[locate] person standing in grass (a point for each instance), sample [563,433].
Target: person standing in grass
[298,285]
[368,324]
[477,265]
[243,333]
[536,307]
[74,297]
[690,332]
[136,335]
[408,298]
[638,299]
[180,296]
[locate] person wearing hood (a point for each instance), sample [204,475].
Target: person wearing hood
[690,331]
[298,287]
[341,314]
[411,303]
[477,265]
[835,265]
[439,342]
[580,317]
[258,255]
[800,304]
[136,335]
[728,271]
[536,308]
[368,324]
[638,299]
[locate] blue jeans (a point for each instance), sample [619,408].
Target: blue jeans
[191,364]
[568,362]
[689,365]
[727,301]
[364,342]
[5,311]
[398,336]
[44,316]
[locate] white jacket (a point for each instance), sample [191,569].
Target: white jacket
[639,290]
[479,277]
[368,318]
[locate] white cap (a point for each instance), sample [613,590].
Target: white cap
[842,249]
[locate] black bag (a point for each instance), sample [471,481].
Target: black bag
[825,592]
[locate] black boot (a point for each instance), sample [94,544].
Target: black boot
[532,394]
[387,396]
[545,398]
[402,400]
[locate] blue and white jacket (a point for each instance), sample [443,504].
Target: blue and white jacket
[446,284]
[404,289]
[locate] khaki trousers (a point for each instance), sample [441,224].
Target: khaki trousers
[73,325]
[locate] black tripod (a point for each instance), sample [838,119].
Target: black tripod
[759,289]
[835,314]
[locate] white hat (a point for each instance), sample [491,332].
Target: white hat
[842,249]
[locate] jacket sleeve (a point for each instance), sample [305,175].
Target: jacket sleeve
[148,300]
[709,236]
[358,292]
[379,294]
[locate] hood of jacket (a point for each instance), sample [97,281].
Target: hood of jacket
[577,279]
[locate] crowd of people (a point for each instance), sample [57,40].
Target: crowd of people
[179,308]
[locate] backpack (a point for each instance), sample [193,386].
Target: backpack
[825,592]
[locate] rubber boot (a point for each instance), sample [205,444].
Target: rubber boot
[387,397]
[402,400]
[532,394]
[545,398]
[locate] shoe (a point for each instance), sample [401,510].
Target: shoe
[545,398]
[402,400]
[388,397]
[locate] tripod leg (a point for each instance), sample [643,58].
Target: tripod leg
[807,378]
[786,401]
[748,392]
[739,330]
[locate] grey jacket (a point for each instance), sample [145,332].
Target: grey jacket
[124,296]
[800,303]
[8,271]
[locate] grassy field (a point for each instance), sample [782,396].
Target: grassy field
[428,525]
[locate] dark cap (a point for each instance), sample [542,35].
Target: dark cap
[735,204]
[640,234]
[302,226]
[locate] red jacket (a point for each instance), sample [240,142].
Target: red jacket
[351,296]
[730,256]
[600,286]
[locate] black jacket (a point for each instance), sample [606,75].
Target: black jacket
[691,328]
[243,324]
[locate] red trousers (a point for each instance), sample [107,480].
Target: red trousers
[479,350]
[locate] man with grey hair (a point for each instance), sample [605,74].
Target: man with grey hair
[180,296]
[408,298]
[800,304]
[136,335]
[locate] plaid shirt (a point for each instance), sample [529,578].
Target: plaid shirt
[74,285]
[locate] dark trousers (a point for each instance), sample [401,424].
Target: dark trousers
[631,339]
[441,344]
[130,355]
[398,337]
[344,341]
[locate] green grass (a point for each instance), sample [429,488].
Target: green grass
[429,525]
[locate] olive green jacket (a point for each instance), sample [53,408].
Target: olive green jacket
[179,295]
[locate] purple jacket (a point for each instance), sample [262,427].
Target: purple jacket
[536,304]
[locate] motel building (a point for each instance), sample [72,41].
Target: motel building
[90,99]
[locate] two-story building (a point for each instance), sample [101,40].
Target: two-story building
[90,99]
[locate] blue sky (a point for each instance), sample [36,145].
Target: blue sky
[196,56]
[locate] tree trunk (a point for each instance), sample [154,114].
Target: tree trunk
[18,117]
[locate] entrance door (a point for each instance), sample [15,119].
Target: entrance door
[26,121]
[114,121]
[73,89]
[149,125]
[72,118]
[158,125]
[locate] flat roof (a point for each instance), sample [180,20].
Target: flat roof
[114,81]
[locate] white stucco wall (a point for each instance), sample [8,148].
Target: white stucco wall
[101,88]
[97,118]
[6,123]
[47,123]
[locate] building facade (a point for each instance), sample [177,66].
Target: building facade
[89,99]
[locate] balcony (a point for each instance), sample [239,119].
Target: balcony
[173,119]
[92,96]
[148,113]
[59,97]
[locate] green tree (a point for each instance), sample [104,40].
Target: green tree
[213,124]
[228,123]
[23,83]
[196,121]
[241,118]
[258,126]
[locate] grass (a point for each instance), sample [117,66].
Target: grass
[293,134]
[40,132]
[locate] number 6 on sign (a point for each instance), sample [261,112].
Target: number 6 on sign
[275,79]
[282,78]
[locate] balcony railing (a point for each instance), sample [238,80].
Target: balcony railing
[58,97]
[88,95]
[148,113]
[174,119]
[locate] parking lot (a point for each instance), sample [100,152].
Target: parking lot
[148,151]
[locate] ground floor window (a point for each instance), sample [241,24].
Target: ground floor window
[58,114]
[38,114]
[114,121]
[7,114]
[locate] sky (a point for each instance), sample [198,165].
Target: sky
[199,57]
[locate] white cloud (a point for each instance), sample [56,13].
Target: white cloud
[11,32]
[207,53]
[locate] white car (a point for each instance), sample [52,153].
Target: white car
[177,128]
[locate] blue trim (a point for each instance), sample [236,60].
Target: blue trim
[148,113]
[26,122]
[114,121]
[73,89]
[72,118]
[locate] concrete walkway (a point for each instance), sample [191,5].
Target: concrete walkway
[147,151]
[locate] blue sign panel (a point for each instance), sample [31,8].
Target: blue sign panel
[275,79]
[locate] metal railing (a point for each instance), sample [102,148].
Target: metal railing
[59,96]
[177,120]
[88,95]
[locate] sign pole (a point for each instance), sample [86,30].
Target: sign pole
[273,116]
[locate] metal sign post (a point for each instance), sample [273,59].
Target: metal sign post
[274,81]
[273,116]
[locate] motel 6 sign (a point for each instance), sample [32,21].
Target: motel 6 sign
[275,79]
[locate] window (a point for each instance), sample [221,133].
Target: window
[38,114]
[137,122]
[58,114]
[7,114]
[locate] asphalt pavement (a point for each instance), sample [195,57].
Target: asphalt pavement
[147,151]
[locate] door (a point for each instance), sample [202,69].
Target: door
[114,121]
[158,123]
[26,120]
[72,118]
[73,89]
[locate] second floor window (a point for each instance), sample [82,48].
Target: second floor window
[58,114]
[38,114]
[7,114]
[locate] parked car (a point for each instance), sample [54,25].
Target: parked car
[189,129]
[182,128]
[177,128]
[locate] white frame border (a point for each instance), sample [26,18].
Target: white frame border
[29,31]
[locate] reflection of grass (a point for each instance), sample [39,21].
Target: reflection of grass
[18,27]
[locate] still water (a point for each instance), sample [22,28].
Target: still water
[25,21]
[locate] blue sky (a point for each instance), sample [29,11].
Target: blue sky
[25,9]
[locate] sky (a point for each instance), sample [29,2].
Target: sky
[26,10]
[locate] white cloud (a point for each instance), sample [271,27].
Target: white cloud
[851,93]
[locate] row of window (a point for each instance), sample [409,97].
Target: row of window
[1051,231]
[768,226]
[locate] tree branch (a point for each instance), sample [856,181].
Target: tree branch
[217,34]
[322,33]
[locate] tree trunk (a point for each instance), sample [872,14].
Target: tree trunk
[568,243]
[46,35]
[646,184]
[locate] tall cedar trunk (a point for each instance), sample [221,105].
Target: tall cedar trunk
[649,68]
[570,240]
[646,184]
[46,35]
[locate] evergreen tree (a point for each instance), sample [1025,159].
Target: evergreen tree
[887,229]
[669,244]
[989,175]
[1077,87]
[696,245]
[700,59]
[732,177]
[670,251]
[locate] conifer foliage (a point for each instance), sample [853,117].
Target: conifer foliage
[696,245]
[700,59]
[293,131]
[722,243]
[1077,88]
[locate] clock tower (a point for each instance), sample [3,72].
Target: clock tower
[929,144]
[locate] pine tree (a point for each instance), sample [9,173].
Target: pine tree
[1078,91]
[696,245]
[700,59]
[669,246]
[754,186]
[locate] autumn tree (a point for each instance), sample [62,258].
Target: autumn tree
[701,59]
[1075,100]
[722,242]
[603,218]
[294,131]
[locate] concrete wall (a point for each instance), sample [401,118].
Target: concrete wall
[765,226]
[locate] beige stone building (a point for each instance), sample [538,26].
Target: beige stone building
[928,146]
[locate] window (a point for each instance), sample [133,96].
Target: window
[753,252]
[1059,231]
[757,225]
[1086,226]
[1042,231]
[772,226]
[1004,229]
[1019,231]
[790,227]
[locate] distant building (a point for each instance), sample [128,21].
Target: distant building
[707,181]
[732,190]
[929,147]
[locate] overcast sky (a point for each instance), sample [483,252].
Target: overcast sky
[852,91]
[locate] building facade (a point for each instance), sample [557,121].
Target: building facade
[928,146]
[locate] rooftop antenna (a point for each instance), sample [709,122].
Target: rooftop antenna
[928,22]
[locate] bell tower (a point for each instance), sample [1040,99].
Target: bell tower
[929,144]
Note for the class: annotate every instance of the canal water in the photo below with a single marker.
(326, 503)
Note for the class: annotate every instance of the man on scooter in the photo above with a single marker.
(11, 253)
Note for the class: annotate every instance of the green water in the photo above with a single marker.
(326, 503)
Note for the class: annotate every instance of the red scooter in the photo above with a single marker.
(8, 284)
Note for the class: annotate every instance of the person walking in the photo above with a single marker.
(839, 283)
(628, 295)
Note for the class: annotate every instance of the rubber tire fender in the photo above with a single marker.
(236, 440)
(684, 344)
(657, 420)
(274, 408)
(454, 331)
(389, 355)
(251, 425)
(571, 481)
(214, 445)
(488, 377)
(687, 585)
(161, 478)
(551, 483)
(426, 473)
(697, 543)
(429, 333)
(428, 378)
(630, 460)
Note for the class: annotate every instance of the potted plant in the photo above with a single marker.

REQUIRED ACTION
Everything from the line with "Target: shoe" through the line with "instance), sample [177,66]." should be written out exactly as it appears above, end lines included, and nothing outside that range.

REPLY TO THE EXERCISE
Target: shoe
[545,398]
[402,400]
[388,397]
[locate] tripod leg (a point for each instance), sample [643,58].
Target: tripod leg
[807,378]
[786,401]
[748,392]
[739,330]
[locate] grey jacket (a point for each instance), sample [145,332].
Target: grey jacket
[124,296]
[800,303]
[8,271]
[locate] grassy field (a point for each instance), sample [782,396].
Target: grassy field
[428,525]
[locate] dark cap (a point for each instance), sample [542,35].
Target: dark cap
[735,204]
[640,234]
[302,226]
[locate] red jacket (a point for each instance), sample [240,142].
Target: red jacket
[351,296]
[730,256]
[600,286]
[locate] black jacket (a point for each instance), sample [606,75].
Target: black jacket
[691,328]
[243,324]
[locate] red trousers (a point for each instance), sample [107,480].
Target: red trousers
[479,350]
[locate] man with grey hair (a point for each instance), sample [605,74].
Target: man with grey hair
[180,296]
[408,298]
[800,304]
[136,335]
[locate] plaid shirt (a point for each instance), sample [529,578].
Target: plaid shirt
[74,285]
[locate] dark trousers (a point for each instance), sample [401,424].
Target: dark trousers
[631,339]
[441,344]
[130,355]
[398,337]
[344,341]
[locate] green grass (a point for each instance), sample [429,488].
Target: green grass
[429,525]
[locate] olive green jacket (a point for each instance), sample [53,408].
Target: olive green jacket
[179,295]
[locate] purple jacket (a point for each instance), sample [262,427].
Target: purple jacket
[536,304]
[locate] motel building (a point for each instance), sample [72,41].
Target: motel building
[90,99]
[locate] two-story building (a point for each instance), sample [101,40].
Target: two-story building
[90,99]
[locate] blue sky (a point for each instance), sample [36,145].
Target: blue sky
[196,56]
[locate] tree trunk (a point for each instance), sample [154,114].
Target: tree trunk
[18,117]
[locate] entrance door (a point for each instance), sample [15,119].
Target: entrance door
[26,121]
[114,121]
[73,89]
[149,125]
[72,118]
[158,125]
[locate] flat roof (a point for each instance), sample [180,20].
Target: flat roof
[114,81]
[locate] white stucco wall (a point for each instance), sample [8,148].
Target: white stucco wall
[101,88]
[97,118]
[6,123]
[47,123]
[locate] building facade (a point for each instance), sample [177,66].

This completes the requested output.